IANS Interview: PM Modi wants India to become a 'developed society' by 2047, says Niti Aayog Vice Chairman

United Nations, July 17 (IANS) Suman Bery, the Vice Chairman of NITI Aayog which is tasked with guiding policies for achieving Prime Minister Narendra Modi’s visions for India, has spoken exclusively with the IANS UN bureau in New York.

Following the release of the International Monetary Fund (IMF) report that reiterated India’s position as the world’s fastest-growing economy, Bery discussed strategies for growing the nation into a developed society by 2047, working with the private sector, the role of agriculture, development of states, and lessons for the Global South from India’s experience.

Bery combines the experience of working with the private sector, as the chief economist of Royal Dutch Shell, with think-tanks as a scholar, and with the World Bank as an economist.

Here are excerpts from the interview:

IANS: You just spoke at an international meeting, the high-level political forum on sustainable development where countries from around the world took up vital topics. What are the takeaways from the Indian model for other Global South countries?

**Set task A**
Reproduce the portion of the NITI Aayog interview text starting with "IANS Interview: PM" and going on through "as an economist.".

**Data lines**
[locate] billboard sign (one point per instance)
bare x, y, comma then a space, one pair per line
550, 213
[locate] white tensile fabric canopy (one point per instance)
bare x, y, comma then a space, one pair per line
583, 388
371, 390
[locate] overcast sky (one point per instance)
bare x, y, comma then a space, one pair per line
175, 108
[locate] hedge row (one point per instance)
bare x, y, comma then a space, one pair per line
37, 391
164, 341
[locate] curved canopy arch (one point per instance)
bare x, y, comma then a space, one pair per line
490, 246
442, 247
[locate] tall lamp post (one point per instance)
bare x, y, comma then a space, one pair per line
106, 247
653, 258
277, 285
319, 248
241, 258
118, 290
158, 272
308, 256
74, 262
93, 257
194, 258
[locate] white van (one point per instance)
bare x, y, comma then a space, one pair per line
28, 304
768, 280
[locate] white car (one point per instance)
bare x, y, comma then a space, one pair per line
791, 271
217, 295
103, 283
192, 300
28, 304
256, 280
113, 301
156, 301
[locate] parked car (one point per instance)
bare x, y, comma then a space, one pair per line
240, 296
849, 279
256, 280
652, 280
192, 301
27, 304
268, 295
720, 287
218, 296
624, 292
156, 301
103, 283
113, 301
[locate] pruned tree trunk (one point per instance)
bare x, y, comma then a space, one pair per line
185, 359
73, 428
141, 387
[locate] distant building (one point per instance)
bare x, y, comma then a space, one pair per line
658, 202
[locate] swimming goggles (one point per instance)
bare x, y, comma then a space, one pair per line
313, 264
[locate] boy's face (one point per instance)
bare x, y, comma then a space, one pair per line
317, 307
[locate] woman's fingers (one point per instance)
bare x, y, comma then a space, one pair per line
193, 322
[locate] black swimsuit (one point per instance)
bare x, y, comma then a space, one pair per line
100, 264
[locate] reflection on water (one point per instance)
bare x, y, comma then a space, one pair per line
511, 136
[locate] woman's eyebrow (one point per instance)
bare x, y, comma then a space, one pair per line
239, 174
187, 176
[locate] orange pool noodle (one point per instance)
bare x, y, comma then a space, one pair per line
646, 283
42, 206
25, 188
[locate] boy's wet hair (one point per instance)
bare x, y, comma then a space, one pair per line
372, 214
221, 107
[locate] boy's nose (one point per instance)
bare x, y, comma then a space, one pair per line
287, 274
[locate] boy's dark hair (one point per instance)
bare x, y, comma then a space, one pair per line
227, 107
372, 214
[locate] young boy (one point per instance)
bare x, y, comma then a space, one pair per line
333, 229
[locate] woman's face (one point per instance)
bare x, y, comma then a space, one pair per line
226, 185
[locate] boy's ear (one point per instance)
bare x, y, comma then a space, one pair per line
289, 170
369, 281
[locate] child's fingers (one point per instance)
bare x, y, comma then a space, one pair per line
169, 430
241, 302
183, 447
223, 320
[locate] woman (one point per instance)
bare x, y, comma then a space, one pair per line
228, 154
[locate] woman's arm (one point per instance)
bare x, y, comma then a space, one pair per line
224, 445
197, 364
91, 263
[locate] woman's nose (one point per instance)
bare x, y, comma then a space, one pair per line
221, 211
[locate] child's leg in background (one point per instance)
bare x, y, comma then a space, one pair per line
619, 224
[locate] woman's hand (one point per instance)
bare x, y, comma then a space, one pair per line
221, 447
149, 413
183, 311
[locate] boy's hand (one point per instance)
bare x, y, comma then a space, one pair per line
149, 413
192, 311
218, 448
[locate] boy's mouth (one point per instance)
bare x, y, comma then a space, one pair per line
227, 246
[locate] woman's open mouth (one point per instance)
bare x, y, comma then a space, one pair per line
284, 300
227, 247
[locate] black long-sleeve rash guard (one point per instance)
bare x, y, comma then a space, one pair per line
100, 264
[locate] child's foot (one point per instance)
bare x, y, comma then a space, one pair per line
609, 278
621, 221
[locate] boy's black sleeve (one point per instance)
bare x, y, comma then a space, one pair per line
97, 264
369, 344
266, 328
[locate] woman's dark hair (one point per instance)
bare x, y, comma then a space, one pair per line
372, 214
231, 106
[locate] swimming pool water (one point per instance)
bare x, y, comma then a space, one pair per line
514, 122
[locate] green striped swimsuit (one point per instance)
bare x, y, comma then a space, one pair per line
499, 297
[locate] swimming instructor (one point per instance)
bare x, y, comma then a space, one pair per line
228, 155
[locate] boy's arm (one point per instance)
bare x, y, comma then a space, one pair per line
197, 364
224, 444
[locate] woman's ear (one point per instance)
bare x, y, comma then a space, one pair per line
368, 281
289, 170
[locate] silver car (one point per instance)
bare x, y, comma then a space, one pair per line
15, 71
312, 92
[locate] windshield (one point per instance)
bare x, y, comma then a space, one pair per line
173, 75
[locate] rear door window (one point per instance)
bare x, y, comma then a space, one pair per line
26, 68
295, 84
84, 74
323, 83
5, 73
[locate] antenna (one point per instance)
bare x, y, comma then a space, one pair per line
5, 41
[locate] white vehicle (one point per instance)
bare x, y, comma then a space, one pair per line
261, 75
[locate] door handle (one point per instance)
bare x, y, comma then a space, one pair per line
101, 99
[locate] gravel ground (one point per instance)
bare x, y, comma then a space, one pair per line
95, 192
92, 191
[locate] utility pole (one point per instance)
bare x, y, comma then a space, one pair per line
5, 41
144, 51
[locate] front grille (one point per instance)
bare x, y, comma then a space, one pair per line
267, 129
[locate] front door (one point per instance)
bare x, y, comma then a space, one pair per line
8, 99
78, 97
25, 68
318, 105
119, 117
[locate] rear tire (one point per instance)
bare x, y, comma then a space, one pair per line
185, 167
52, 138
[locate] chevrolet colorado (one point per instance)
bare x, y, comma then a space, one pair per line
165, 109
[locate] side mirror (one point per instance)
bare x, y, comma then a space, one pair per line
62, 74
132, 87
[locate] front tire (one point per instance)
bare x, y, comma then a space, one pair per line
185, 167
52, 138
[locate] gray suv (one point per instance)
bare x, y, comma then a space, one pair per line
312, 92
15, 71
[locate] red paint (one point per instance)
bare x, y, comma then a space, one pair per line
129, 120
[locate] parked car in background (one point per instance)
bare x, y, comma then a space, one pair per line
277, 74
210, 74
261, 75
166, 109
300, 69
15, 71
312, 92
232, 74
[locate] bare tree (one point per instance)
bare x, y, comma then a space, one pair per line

**Set task B**
Collect every line of the rows that contains the string "door".

**Task response A**
IANS Interview: PM Modi wants India to become a 'developed society' by 2047, says Niti Aayog Vice Chairman

United Nations, July 17 (IANS) Suman Bery, the Vice Chairman of NITI Aayog which is tasked with guiding policies for achieving Prime Minister Narendra Modi’s visions for India, has spoken exclusively with the IANS UN bureau in New York.

Following the release of the International Monetary Fund (IMF) report that reiterated India’s position as the world’s fastest-growing economy, Bery discussed strategies for growing the nation into a developed society by 2047, working with the private sector, the role of agriculture, development of states, and lessons for the Global South from India’s experience.

Bery combines the experience of working with the private sector, as the chief economist of Royal Dutch Shell, with think-tanks as a scholar, and with the World Bank as an economist.

**Task response B**
[locate] rear door window (one point per instance)
[locate] door handle (one point per instance)
[locate] front door (one point per instance)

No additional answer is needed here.